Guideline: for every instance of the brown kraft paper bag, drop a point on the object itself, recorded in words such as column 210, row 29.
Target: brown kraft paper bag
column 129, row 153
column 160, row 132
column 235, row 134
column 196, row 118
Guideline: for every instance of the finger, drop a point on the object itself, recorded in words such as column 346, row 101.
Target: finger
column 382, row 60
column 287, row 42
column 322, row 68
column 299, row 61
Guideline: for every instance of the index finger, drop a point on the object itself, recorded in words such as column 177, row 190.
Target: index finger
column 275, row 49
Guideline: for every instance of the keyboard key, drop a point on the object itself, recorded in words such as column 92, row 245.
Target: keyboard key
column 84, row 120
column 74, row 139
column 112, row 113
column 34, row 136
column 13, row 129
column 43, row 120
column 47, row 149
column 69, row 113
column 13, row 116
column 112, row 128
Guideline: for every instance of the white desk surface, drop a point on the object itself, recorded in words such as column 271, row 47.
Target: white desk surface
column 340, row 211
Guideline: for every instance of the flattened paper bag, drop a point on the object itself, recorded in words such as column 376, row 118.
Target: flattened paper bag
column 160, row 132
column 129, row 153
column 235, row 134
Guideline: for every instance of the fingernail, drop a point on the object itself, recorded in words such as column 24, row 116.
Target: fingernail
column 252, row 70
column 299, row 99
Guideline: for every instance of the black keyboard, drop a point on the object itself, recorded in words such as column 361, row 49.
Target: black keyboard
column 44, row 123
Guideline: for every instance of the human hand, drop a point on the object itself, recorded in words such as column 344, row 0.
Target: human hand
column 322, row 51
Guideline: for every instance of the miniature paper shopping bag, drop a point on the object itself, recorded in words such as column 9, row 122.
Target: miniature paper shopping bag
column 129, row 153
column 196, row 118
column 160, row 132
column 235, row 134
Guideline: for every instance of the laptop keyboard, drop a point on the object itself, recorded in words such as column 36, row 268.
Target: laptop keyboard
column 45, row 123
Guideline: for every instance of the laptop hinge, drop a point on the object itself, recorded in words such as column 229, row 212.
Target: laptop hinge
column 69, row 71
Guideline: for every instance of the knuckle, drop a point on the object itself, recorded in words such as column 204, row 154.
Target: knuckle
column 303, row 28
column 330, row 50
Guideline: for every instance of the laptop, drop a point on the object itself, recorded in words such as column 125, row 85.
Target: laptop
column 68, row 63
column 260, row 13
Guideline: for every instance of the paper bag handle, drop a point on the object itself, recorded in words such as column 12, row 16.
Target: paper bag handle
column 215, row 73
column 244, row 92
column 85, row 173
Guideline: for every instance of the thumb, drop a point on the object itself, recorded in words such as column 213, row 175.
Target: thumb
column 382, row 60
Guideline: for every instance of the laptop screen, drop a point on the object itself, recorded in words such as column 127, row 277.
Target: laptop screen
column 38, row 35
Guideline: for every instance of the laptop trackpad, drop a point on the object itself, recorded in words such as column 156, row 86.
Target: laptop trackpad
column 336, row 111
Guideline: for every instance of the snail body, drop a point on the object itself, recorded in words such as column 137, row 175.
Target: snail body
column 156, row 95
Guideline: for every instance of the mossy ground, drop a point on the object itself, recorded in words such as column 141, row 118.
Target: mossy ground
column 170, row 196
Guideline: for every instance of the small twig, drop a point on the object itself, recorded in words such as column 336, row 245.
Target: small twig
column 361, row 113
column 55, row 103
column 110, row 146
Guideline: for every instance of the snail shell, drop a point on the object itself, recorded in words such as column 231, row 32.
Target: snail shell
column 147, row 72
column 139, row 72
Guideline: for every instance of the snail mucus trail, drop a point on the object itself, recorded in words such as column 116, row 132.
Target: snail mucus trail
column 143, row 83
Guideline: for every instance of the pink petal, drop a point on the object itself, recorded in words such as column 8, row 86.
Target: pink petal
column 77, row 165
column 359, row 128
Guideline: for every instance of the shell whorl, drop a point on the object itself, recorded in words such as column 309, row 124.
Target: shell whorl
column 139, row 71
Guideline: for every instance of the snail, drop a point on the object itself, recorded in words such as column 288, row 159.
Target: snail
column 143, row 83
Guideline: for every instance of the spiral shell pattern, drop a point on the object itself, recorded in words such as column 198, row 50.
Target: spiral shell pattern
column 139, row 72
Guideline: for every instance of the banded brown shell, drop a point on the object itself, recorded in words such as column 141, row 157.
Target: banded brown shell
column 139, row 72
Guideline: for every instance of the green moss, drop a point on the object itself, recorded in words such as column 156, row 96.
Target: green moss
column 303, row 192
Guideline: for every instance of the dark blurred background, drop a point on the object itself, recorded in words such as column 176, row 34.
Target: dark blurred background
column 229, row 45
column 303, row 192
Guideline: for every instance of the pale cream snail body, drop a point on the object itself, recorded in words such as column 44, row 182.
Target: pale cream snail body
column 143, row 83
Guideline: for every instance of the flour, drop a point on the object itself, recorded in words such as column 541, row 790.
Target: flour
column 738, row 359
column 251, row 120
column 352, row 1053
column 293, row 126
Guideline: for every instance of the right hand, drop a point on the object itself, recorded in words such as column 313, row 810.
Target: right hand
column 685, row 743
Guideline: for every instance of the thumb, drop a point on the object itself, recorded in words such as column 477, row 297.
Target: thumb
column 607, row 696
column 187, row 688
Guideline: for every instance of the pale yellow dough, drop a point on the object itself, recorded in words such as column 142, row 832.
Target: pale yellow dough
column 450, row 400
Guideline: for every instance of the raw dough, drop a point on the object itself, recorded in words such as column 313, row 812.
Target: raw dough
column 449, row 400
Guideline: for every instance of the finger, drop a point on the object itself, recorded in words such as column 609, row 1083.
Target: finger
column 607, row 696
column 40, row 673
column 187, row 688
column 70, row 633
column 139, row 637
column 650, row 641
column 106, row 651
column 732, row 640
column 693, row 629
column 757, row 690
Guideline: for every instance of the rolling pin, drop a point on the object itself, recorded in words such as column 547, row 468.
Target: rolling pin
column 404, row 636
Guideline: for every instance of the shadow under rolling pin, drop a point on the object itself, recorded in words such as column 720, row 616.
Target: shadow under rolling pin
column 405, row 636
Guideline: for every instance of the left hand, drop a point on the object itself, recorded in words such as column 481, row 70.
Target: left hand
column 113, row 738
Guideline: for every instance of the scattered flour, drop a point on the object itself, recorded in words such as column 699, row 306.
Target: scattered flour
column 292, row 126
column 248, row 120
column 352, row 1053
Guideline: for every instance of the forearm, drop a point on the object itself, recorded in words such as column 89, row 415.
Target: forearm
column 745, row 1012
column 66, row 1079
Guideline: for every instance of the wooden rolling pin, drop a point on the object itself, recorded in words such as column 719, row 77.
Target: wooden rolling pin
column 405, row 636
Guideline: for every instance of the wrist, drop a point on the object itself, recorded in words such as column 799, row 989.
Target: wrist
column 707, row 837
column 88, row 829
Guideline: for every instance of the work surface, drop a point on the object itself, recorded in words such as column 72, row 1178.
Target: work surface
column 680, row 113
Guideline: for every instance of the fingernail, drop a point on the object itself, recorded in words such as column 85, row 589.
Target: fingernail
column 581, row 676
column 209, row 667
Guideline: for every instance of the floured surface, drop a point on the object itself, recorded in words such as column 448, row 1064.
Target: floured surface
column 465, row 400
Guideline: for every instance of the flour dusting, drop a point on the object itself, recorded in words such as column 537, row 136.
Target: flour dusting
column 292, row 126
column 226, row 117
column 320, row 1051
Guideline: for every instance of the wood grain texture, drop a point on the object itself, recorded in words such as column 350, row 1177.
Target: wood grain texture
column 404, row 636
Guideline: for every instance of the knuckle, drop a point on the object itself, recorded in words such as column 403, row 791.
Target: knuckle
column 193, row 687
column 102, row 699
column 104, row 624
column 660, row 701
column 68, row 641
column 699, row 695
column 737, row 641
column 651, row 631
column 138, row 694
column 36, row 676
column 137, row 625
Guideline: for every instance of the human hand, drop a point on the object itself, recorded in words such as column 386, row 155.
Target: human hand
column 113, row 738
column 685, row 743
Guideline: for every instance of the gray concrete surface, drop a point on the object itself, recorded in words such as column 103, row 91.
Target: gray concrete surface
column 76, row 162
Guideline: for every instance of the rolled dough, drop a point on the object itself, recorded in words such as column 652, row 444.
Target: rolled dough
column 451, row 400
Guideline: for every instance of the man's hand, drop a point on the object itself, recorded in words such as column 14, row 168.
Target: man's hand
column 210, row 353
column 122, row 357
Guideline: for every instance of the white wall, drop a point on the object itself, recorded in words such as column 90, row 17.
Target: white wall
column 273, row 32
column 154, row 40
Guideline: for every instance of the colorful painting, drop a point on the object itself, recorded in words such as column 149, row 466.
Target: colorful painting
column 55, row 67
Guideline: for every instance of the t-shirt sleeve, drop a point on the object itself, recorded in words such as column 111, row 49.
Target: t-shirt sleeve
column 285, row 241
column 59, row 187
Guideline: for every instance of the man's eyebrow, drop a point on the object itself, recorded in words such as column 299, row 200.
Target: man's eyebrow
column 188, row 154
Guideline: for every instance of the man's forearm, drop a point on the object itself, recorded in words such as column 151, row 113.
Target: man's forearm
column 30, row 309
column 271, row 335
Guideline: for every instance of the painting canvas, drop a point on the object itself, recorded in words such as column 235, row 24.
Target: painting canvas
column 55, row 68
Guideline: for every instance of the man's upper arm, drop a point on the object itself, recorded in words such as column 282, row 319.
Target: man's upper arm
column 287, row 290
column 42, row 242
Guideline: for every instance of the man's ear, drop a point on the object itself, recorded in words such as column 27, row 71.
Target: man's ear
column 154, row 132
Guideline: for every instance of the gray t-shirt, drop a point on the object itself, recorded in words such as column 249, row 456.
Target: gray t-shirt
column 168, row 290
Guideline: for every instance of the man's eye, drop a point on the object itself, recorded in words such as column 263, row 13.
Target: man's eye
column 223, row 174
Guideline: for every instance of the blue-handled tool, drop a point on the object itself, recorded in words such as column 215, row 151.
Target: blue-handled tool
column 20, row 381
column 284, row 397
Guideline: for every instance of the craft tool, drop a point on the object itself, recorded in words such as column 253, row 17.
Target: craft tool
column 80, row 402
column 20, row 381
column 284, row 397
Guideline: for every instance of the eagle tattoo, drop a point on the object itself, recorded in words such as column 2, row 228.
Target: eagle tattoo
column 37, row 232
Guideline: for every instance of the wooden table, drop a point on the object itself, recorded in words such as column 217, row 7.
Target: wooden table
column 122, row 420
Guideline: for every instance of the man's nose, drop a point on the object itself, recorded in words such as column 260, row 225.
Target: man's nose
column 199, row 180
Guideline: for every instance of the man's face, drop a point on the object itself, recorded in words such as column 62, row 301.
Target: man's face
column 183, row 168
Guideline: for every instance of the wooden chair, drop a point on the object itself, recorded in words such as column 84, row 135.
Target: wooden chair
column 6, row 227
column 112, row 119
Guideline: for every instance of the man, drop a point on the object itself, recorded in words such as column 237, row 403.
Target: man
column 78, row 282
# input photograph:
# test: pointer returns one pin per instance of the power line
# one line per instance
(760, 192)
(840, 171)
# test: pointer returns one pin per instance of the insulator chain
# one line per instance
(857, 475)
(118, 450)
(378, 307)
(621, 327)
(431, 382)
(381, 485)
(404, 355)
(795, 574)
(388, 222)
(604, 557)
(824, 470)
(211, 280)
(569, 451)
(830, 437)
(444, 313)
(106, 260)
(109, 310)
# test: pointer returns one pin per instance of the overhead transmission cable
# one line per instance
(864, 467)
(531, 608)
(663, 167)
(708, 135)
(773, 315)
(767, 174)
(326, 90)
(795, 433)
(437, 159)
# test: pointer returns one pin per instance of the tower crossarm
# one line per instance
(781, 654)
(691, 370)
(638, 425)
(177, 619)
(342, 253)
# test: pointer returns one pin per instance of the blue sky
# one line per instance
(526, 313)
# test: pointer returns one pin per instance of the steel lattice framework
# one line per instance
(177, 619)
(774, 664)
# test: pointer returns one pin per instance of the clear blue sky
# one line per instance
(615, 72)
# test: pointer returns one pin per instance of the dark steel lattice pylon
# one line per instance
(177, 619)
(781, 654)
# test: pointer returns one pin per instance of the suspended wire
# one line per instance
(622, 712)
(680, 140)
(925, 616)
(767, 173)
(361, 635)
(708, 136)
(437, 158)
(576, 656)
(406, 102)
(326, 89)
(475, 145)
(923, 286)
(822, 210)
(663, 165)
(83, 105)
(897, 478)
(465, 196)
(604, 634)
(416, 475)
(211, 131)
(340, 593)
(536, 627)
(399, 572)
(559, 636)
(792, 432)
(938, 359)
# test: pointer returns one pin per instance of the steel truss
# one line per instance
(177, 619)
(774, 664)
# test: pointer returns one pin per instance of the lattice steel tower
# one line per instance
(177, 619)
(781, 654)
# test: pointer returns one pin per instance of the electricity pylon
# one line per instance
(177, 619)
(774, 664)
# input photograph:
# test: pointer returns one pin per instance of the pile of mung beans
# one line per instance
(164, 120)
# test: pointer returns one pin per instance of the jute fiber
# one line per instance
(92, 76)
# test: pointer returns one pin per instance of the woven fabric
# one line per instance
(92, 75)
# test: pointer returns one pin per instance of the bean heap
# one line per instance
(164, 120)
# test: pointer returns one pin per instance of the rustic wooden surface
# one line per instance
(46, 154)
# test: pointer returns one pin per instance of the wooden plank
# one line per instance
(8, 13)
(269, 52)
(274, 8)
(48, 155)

══════

**Goal of the exercise:** Search the entries for the word "steel", then gather every line that has it.

**Task result:**
# test: pointer returns one pin per instance of the steel lattice framework
# test: pointer returns one pin per instance of the dark steel lattice pylon
# test: pointer returns one pin per instance of the steel truss
# test: pointer returns one pin per instance of the lattice steel tower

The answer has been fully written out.